▶ [YOUR INSTRUCTIONS]
Copy the records that follow exactly as written, but not their pictures.

---

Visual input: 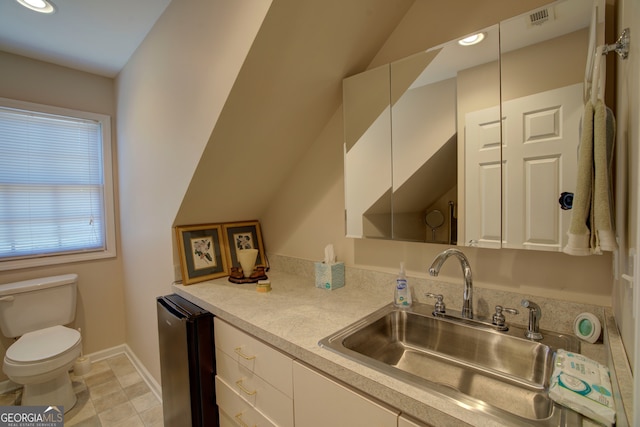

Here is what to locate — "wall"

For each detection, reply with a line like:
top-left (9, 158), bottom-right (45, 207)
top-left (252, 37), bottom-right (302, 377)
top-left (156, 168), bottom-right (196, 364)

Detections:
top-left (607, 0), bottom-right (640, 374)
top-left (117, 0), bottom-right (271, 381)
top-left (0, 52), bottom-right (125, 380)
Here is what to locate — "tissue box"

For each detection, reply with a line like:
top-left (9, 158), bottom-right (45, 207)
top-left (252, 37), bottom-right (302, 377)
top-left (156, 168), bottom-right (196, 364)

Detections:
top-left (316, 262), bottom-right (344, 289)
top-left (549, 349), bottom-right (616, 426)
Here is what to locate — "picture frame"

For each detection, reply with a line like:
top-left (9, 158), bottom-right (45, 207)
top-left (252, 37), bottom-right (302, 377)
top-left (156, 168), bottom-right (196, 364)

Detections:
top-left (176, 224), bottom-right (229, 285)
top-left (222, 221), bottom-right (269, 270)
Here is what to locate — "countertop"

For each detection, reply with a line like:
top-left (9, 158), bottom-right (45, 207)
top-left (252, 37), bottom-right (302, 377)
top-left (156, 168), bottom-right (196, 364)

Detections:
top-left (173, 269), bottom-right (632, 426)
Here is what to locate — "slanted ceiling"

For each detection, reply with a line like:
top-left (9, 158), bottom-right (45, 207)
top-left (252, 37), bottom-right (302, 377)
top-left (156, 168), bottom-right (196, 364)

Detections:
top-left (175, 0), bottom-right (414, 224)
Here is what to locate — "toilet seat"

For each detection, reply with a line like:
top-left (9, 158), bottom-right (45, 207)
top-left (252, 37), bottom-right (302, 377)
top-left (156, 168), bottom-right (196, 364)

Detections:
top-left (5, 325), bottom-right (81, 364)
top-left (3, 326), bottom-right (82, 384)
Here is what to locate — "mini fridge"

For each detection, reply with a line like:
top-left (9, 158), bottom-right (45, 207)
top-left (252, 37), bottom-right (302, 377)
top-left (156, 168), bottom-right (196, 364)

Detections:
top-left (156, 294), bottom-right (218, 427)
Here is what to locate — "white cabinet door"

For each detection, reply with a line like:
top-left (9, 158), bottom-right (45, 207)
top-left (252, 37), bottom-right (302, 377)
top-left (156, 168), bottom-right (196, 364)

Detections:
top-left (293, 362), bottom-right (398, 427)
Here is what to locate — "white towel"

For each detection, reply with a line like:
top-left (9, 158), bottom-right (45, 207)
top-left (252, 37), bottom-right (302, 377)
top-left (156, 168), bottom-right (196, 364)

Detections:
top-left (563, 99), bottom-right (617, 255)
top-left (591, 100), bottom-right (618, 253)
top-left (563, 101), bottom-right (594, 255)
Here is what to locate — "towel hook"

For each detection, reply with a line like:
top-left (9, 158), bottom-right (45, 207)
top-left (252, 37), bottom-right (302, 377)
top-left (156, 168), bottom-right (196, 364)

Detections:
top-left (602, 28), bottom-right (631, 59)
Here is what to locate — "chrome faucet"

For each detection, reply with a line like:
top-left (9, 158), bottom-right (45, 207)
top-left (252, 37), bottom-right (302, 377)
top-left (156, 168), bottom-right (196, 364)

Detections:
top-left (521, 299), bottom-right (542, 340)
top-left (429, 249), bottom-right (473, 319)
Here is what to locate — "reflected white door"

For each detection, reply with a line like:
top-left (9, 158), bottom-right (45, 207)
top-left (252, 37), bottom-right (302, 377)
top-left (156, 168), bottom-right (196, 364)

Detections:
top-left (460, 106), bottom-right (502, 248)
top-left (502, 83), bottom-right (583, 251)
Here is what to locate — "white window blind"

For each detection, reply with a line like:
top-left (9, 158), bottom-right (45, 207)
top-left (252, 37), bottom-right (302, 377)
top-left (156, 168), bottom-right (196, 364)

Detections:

---

▶ [EXERCISE SOLUTION]
Visual input: 

Here is what to locate — "wall"

For each detection, reply with a line like:
top-left (9, 158), bottom-right (45, 207)
top-left (252, 37), bottom-right (302, 377)
top-left (156, 168), bottom-right (196, 364)

Detections:
top-left (607, 0), bottom-right (640, 374)
top-left (117, 0), bottom-right (271, 381)
top-left (0, 52), bottom-right (125, 380)
Here is what to locate — "tissue box"

For each detection, reply with a line like:
top-left (9, 158), bottom-right (45, 207)
top-left (252, 37), bottom-right (302, 377)
top-left (156, 168), bottom-right (196, 364)

Detections:
top-left (316, 262), bottom-right (344, 289)
top-left (549, 349), bottom-right (616, 426)
Here is what to locate — "picture frame"

For each detection, reply with a line like:
top-left (9, 158), bottom-right (45, 207)
top-left (252, 37), bottom-right (302, 377)
top-left (156, 168), bottom-right (196, 364)

Detections:
top-left (176, 224), bottom-right (229, 285)
top-left (222, 221), bottom-right (269, 270)
Here is what to locate — "countertop"

For each detection, reply with a line like:
top-left (9, 158), bottom-right (45, 207)
top-left (252, 37), bottom-right (302, 377)
top-left (156, 168), bottom-right (196, 364)

Detections:
top-left (173, 269), bottom-right (632, 426)
Here is what to locate — "slanted ceiling"

For each detection, reply with a line like:
top-left (9, 158), bottom-right (45, 207)
top-left (252, 37), bottom-right (302, 377)
top-left (156, 168), bottom-right (196, 364)

Detections:
top-left (175, 0), bottom-right (414, 224)
Here is what to locate — "toilet seat"

For each detection, reply with a line like:
top-left (9, 158), bottom-right (45, 207)
top-left (252, 37), bottom-right (302, 377)
top-left (156, 168), bottom-right (196, 364)

Detections:
top-left (5, 325), bottom-right (81, 364)
top-left (3, 326), bottom-right (82, 384)
Here is what to locate — "mini fridge"

For each detection, reply with a line like:
top-left (9, 158), bottom-right (45, 207)
top-left (252, 37), bottom-right (302, 377)
top-left (156, 168), bottom-right (196, 364)

Detections:
top-left (156, 294), bottom-right (218, 427)
Here is what to locate — "white cabinet door"

For each detection, reply with a line like:
top-left (9, 158), bottom-right (45, 207)
top-left (252, 37), bottom-right (302, 377)
top-left (156, 168), bottom-right (196, 364)

Detections:
top-left (293, 362), bottom-right (398, 427)
Here is what to locate — "white towel"

For each detection, reply with a line like:
top-left (9, 158), bottom-right (45, 207)
top-left (252, 37), bottom-right (302, 377)
top-left (156, 168), bottom-right (196, 364)

Detections:
top-left (563, 99), bottom-right (617, 255)
top-left (591, 100), bottom-right (618, 253)
top-left (563, 101), bottom-right (594, 255)
Here is what to locate — "towel hook"

For each detection, reply with a line like:
top-left (9, 158), bottom-right (45, 207)
top-left (252, 37), bottom-right (302, 377)
top-left (156, 168), bottom-right (196, 364)

Detections:
top-left (602, 28), bottom-right (631, 59)
Here is what to locate — "chrome faucet"

For each detection, reply with a line like:
top-left (9, 158), bottom-right (45, 207)
top-left (252, 37), bottom-right (302, 377)
top-left (156, 168), bottom-right (196, 364)

Detections:
top-left (521, 299), bottom-right (542, 340)
top-left (429, 249), bottom-right (473, 319)
Here is what to locate — "reflected white door"

For each detection, reply with a line like:
top-left (9, 158), bottom-right (45, 207)
top-left (252, 37), bottom-right (302, 377)
top-left (156, 168), bottom-right (196, 364)

Detections:
top-left (460, 106), bottom-right (502, 248)
top-left (502, 83), bottom-right (583, 251)
Here is what to locate — "white window blind"

For each detection, reply with a line like:
top-left (9, 158), bottom-right (45, 207)
top-left (252, 37), bottom-right (302, 377)
top-left (156, 168), bottom-right (196, 364)

Detections:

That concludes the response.